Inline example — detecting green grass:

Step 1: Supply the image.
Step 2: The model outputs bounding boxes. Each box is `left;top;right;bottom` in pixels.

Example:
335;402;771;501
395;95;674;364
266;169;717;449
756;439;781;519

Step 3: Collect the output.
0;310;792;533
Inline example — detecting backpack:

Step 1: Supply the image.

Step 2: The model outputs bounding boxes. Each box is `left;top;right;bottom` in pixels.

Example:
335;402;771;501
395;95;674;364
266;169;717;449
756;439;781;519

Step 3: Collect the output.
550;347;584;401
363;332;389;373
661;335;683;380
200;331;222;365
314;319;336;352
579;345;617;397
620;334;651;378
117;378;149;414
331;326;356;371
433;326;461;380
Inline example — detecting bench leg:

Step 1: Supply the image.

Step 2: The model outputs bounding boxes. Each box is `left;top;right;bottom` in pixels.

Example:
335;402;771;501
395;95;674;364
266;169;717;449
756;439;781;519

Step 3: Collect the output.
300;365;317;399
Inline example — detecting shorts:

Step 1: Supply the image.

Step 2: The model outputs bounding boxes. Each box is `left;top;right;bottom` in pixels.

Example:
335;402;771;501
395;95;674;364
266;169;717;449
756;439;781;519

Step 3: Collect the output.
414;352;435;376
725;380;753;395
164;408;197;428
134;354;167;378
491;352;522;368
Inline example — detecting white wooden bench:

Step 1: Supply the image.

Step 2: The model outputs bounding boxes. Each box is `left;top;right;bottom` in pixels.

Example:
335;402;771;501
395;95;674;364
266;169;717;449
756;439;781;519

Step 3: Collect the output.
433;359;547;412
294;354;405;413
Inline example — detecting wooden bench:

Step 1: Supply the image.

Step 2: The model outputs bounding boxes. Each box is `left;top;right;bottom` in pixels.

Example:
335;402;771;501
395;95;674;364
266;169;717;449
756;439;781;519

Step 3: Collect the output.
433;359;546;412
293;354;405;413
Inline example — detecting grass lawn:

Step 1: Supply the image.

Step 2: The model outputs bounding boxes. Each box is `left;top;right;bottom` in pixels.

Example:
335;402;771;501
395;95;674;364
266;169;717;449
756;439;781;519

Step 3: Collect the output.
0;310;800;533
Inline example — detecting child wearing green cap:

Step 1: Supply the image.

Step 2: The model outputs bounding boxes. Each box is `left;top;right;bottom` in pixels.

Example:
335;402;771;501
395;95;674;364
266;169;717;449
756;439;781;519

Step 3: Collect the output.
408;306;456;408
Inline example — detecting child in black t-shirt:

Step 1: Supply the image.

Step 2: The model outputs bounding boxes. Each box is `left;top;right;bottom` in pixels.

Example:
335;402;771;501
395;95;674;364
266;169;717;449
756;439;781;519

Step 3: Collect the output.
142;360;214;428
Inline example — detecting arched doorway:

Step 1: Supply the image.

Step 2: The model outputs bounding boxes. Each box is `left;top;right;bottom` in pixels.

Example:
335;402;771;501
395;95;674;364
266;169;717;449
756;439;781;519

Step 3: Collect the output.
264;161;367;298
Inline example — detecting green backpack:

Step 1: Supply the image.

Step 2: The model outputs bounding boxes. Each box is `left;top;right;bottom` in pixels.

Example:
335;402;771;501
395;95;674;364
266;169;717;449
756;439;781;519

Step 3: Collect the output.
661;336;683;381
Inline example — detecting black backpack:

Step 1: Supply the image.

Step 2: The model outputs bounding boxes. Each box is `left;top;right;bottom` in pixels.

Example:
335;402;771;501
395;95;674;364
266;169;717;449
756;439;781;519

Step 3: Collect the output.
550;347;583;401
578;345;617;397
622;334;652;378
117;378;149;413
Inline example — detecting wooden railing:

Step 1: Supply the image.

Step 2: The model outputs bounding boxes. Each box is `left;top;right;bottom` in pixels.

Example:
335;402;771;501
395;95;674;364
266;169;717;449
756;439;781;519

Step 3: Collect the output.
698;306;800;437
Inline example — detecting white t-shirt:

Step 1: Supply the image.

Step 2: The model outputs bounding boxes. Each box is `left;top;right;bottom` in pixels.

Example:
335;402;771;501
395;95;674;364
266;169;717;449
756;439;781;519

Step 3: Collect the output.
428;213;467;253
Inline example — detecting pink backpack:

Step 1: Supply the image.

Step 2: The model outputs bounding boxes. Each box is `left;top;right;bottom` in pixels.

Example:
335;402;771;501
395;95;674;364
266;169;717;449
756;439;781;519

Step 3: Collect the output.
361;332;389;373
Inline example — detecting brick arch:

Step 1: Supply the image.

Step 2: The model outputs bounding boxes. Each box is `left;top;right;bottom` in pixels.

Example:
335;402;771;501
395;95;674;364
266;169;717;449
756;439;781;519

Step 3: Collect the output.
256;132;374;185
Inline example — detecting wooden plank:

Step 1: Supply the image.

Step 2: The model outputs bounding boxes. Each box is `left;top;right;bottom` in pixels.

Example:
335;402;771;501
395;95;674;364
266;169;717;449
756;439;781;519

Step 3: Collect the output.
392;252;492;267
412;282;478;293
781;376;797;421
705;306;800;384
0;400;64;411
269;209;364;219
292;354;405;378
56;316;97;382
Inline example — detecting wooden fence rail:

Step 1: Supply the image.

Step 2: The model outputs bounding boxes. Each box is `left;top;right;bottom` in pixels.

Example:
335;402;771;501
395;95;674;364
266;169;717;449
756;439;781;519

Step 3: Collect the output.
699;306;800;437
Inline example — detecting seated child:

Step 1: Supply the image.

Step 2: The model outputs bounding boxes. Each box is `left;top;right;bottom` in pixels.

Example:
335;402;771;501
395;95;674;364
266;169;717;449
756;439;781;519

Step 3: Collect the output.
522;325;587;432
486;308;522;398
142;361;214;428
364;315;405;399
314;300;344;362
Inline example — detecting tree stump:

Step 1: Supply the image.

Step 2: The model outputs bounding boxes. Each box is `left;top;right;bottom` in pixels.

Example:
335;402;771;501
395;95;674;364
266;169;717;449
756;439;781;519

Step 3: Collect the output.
____________
Required work |
Reproduce every entry above, line for line, with no changes to any wording, number or punctuation.

Output for this exercise |
Inline example — detecting green grass:

Step 1: Supply the image.
Step 2: The model outputs bounding boxes. Each box is `left;top;right;bottom` in pixels.

Example:
335;402;771;501
395;95;674;364
266;169;717;449
756;439;781;519

Step 3: Collect the output.
0;310;792;533
Inline example — detecting backpack:

Step 1: Supply the image.

Step 2: The model outputs bounding boxes. Each box is `left;top;right;bottom` in pixels.

Example:
335;402;771;501
395;95;674;364
266;169;717;449
756;439;781;519

Step 3: Collect the output.
550;347;584;401
363;332;389;373
661;335;683;380
200;331;222;365
314;319;336;352
579;345;617;397
620;334;651;378
117;378;149;414
331;326;356;371
433;326;461;380
Inline example — detecting bench leg:

Step 1: Supply the image.

Step 2: The model outputs bounding boxes. Each box is `left;top;right;bottom` in pixels.

Example:
335;402;771;501
395;95;674;364
266;169;717;449
756;439;781;519

Step 3: Collect the output.
300;365;317;399
Inline example — detecting shorts:

Step 1: Supply the image.

Step 2: The model outputs bounding boxes. Each box is `left;top;right;bottom` in pixels.

Example:
335;402;771;501
395;95;674;364
266;169;717;449
756;439;781;519

Step 3: Collect the output.
414;352;435;376
725;380;753;395
164;408;197;428
134;354;167;378
491;352;522;368
Inline example — detecting white wooden bench:

Step 1: Supply the image.

Step 2: The model outputs bounding boxes. Each box is `left;top;right;bottom` in pixels.

Example:
335;402;771;501
395;95;674;364
266;169;717;449
756;439;781;519

Step 3: Collect the output.
433;359;547;412
294;354;405;413
Inline example — detecting wooden bench:

Step 1: Supply the image.

Step 2: The model outputs bounding boxes. Each box is `left;top;right;bottom` in pixels.

Example:
335;402;771;501
395;95;674;364
266;169;717;449
756;439;781;519

Step 3: Collect the output.
433;359;546;412
293;354;405;413
Inline example — detecting grass lawn:

Step 1: Supply the image.

Step 2: The model outputs bounding boxes. Each box is `left;top;right;bottom` in pixels.

Example:
335;402;771;501
395;95;674;364
266;169;717;449
756;439;781;519

Step 3: Collect the output.
0;310;800;533
Inline example — detecting child wearing green cap:

Step 1: Supply the image.

Step 2: The model outputs bounding boxes. Each box is `left;top;right;bottom` in pixels.

Example:
335;402;771;501
395;95;674;364
266;169;717;449
756;439;781;519

Step 3: Collect the output.
408;306;456;408
Inline example — detecting child in black t-shirt:

Step 1: Supply the image.

Step 2: The model outputs bounding boxes. Each box is `left;top;right;bottom` in pixels.

Example:
335;402;771;501
395;95;674;364
266;169;717;449
756;439;781;519

Step 3: Collect the output.
142;360;214;428
Inline example — detecting arched doorway:

Step 1: Supply the image.

Step 2: The model outputs bounding boxes. Each box is `left;top;right;bottom` in pixels.

Example:
335;402;771;501
395;95;674;364
266;169;717;449
756;439;781;519

Step 3: Collect the output.
264;161;367;298
Inline example — detecting green backpack:

Step 1: Supply the image.

Step 2: The model outputs bounding boxes. Each box is `left;top;right;bottom` in pixels.

Example:
335;402;771;501
395;95;674;364
266;169;717;449
756;439;781;519

Step 3: Collect the output.
661;336;683;381
Inline example — detecting black backpack:

Step 1: Supply the image.

Step 2: The model outputs bounding boxes. Each box is `left;top;right;bottom` in pixels.

Example:
335;402;771;501
395;95;674;364
266;169;717;449
756;439;781;519

Step 3: Collect the output.
550;347;583;401
578;345;617;397
622;334;652;378
117;378;149;413
Inline example — detecting wooden railing:

Step 1: Supply the image.

Step 2: The model outputs bounding boxes. Each box is `left;top;right;bottom` in pixels.

Example:
335;402;771;501
395;95;674;364
266;169;717;449
756;439;781;519

Step 3: Collect the output.
698;306;800;437
Inline example — detecting white t-shirt:

Step 1: Supply the image.

Step 2: The model outputs bounding boxes. Each box is `left;top;right;bottom` in pixels.

Example:
335;402;771;501
395;95;674;364
266;169;717;449
756;439;781;519

Step 3: Collect the output.
428;213;467;253
Inline example — detecting pink backpack:

Step 1: Supply the image.

Step 2: The model outputs bounding boxes. Each box is `left;top;right;bottom` in pixels.

Example:
335;402;771;501
395;95;674;364
266;169;717;449
756;439;781;519

Step 3: Collect the output.
361;332;389;373
Inline example — detecting brick arch:

Step 1: Supply the image.

Step 2: The model outputs bounding boxes. Each box is `left;top;right;bottom` in pixels.

Example:
335;402;771;501
395;95;674;364
266;169;717;449
756;439;781;519

Step 3: Collect the output.
256;132;374;185
Inline example — detecting wooden plank:

Step 1: Supply the image.

Step 2: The model outputs bounding boxes. Each box is `left;top;right;bottom` in pixels.

Example:
335;402;771;501
395;95;674;364
266;169;717;449
756;439;781;519

Step 3: Collect the output.
392;252;492;267
412;282;478;293
781;376;797;421
705;306;800;384
0;400;64;411
269;209;364;219
292;354;405;378
56;316;97;382
Inline example — detecting wooden fence rail:

Step 1: Supply the image.

Step 2: The model outputs bounding boxes. Each box is `left;top;right;bottom` in pixels.

Example:
335;402;771;501
395;95;674;364
266;169;717;449
756;439;781;519

Step 3: Collect the output.
699;306;800;437
Inline example — detecting seated child:

Step 1: Supply the image.

Step 2: The model outputs bounding boxes. Each box is `left;top;right;bottom` in pixels.

Example:
335;402;771;501
395;95;674;364
266;169;717;449
756;439;781;519

Step 3: Collect the output.
522;325;587;432
486;308;522;398
142;361;214;428
364;315;405;399
314;300;344;362
Inline example — detecting tree stump:

Step 1: Supply the image.

Step 2: The model outputs bounding boxes. Each box is `left;top;right;bottom` in pixels.

Example:
335;402;771;501
395;95;674;364
266;169;717;449
756;439;781;519

Step 3: Collect the output.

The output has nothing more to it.